═════ Stored data
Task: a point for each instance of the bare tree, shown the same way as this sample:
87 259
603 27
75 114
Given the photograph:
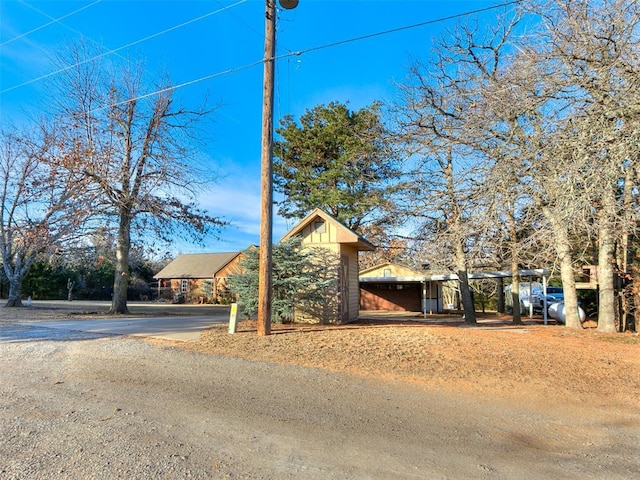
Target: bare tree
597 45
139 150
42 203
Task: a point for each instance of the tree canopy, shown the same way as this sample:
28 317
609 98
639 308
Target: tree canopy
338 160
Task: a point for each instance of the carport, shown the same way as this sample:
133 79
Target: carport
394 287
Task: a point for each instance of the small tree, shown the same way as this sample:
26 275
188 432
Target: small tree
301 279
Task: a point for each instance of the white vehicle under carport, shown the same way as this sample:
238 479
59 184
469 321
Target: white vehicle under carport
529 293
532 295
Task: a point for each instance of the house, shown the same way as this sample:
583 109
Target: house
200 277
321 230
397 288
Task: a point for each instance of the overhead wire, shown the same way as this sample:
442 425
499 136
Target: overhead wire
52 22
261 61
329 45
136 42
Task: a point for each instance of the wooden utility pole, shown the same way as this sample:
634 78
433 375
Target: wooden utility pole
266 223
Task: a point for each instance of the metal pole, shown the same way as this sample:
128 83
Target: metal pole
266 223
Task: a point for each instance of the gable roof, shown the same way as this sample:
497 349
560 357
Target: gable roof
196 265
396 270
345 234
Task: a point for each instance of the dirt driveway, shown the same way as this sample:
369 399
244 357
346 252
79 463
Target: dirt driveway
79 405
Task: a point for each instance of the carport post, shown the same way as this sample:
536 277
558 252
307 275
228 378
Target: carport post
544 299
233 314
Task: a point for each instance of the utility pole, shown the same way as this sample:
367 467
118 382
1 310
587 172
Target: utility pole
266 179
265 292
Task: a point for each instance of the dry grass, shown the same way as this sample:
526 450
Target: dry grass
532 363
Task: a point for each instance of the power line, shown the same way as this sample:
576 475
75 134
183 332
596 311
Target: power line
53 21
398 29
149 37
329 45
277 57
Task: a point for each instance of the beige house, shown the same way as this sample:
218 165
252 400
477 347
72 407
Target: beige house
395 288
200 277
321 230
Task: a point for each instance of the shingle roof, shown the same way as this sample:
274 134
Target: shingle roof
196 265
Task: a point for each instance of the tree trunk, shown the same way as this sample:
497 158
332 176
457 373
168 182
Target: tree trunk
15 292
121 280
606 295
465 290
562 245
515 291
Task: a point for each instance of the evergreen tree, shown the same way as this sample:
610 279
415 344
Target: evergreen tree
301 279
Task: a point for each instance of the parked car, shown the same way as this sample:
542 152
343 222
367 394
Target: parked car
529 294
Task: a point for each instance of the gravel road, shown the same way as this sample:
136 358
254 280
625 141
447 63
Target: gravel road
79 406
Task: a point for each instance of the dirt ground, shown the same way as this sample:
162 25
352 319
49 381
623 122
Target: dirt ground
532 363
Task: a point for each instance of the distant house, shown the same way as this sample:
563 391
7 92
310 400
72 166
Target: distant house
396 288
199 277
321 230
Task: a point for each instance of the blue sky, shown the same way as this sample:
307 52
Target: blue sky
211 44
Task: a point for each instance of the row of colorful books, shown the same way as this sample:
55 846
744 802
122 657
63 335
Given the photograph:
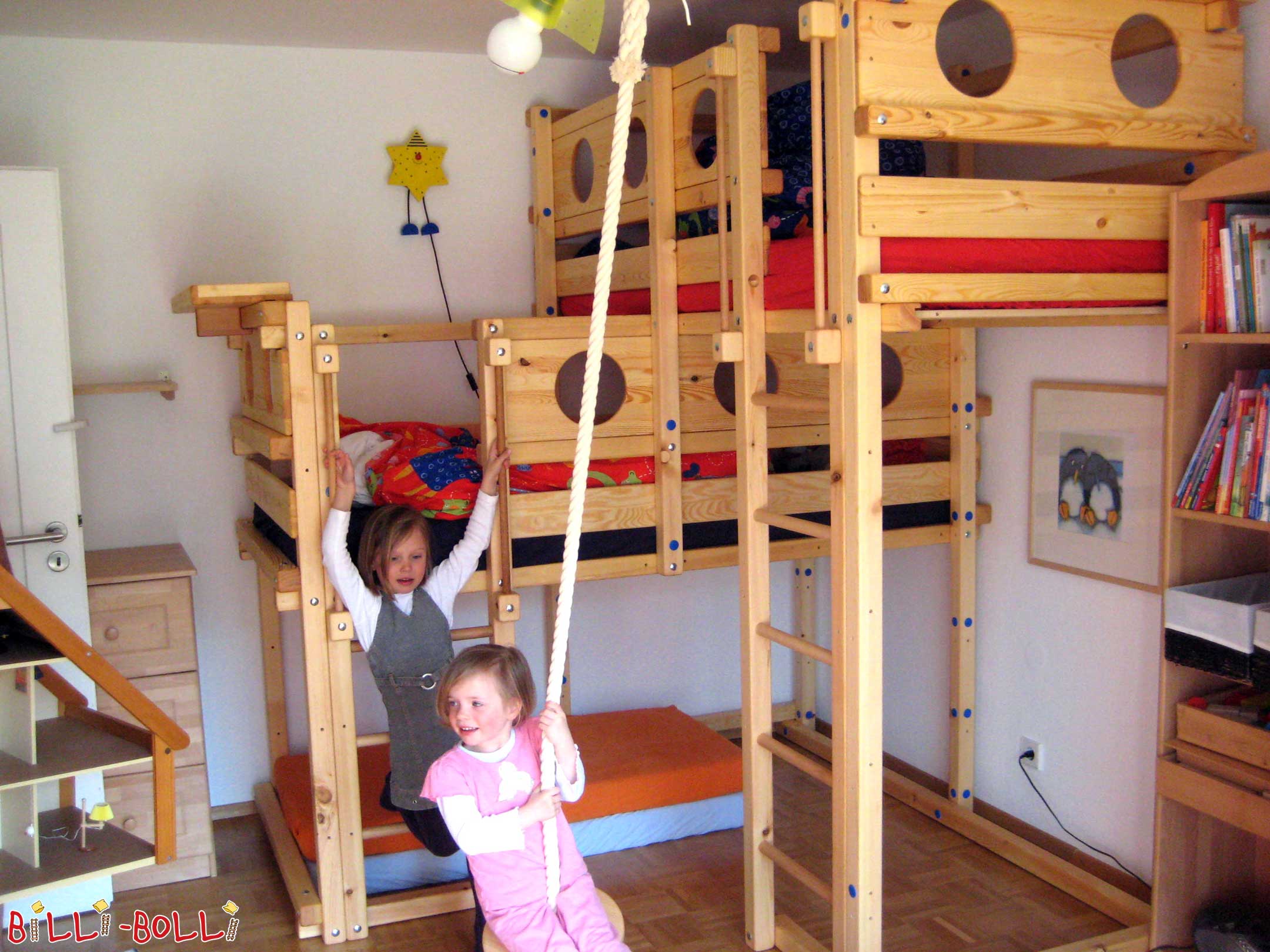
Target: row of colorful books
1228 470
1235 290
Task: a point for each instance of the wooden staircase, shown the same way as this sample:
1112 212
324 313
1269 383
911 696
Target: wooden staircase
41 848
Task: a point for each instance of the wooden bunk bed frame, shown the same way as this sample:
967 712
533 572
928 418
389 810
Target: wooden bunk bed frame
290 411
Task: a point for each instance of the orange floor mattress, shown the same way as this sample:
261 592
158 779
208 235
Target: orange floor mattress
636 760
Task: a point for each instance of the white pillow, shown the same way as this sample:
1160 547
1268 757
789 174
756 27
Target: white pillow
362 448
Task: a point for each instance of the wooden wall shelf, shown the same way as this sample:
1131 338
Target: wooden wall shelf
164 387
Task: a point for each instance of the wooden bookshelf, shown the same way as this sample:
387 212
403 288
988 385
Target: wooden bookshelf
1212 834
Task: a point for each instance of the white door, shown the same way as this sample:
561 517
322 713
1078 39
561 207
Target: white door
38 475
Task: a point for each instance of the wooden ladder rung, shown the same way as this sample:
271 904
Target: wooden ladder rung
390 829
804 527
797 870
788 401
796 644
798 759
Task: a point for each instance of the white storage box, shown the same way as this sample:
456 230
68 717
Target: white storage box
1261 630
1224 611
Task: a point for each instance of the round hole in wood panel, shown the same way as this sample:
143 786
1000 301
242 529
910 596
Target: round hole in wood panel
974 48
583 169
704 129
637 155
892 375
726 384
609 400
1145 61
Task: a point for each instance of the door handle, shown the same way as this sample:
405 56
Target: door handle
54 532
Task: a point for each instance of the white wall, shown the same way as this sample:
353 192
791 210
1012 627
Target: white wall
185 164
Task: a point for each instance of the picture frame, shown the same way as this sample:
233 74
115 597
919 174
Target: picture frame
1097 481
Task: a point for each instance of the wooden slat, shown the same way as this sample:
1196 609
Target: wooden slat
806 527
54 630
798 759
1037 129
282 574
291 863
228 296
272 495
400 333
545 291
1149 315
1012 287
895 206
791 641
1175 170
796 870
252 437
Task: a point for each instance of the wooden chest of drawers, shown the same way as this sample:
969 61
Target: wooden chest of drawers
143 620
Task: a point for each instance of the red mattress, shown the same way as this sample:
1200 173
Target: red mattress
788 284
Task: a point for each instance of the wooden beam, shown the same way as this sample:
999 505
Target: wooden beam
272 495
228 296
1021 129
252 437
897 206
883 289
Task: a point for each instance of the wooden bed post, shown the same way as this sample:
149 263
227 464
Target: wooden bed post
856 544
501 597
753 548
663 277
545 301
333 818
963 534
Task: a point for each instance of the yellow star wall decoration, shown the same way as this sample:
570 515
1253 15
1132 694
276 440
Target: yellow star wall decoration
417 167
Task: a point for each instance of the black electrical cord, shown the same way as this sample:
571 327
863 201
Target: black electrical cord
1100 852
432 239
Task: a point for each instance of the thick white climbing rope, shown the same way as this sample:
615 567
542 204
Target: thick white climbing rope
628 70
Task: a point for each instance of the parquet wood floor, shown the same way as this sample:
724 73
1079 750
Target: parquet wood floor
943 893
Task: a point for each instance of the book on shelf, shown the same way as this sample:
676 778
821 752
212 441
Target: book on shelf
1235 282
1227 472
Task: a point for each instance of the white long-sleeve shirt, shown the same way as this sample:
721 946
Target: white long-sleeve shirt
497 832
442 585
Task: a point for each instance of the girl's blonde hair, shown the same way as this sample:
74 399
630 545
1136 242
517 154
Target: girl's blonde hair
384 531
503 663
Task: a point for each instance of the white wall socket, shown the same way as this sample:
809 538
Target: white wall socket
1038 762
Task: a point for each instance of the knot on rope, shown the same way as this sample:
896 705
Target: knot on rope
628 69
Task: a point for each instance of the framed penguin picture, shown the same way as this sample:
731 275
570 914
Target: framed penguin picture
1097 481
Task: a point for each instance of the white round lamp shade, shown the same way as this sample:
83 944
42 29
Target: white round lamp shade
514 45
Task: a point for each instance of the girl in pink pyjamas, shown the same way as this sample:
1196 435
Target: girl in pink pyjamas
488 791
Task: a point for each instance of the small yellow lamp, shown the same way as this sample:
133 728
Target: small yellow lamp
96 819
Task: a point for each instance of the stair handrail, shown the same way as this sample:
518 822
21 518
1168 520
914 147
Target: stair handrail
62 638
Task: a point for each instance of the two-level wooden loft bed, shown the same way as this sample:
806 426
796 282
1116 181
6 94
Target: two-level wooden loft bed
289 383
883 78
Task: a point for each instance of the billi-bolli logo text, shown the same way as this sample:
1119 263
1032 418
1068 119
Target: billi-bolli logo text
══════════
→ Task prompt: Show all of the lines above in which "logo" is present.

→ Written response:
Task: a point for each instance of the billi-bolli logo text, shown the same way as this sample:
Target: billi-bolli logo text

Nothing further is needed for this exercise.